[What to work on]:
**1)** Answer each question from the reading on spiritual disciplines.
(a) Which two spiritual disciplines does the writer say are rarely written about?
(b) What is the full title of the book by Dallas Willard?
(c) Which verse is cited for the words "it is God who works in you"?
**2)** Carry the reading on spiritual disciplines forward from the point where it stops.

[Reading text]:
_ _ _ _ _ _ _
I don't see much written on the spiritual disciplines of silence and solitude. More importantly, I don't see these disciplines practiced often in our busy culture. And I'm guilty as charged. Perhaps I'm a little more cognizant of this since we're in the season of "peace on earth," even though peace can be hard to find.

Years ago I read Richard Foster's classic book, Celebration of Discipline: The Path to Spiritual Growth. A few years after that, I came across Dallas Willard's book, The Spirit of the Disciplines: Understanding How God Changes Lives. Both books are excellent studies on how we work out what God works in. God works, produces, and provides us His grace that transforms us by the power of His Spirit, and we are to work out, grow up, and develop His gift of grace through our determination of the will. The Apostle Paul teaches us to "work out [our] own salvation with fear and trembling" (Philippians 2:12). This is not "works salvation" as though we somehow earn favor with God by being good little boys and girls. No, the Apostle of Grace goes on to write that "it is God who works in you, both to will and to work for His good pleasure" (Philippians 2:13).
_ _ _ _ _ _ _
[Provided data]:
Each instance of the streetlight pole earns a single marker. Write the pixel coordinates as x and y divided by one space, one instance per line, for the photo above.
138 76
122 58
_ _ _ _ _ _ _
[Expected outputs]:
**1)**
(a) Silence and solitude.
(b) The Spirit of the Disciplines: Understanding How God Changes Lives.
(c) Philippians 2:13.

**2)**
Thus, we work out what God works in. Spiritual disciplines are mere tools or practices where we align our actions (the physical) with our spirits (the spiritual) in order to become more like Jesus. We utilize the physical through activity (worship, serving, giving) or inactivity (silence, solitude, fasting) in order to grow spiritually. God often uses elements of the natural world to help us connect with the spiritual world. We eat bread and drink wine as earthly reminders of our spiritual reality of salvation through the body and blood of Jesus Christ. We are immersed in water as a visible sign of being buried with Jesus in His death and being raised to "walk in newness of life" (Romans 6:3-4). We participate in a physical, local expression of the church as part of the spiritual, universal church.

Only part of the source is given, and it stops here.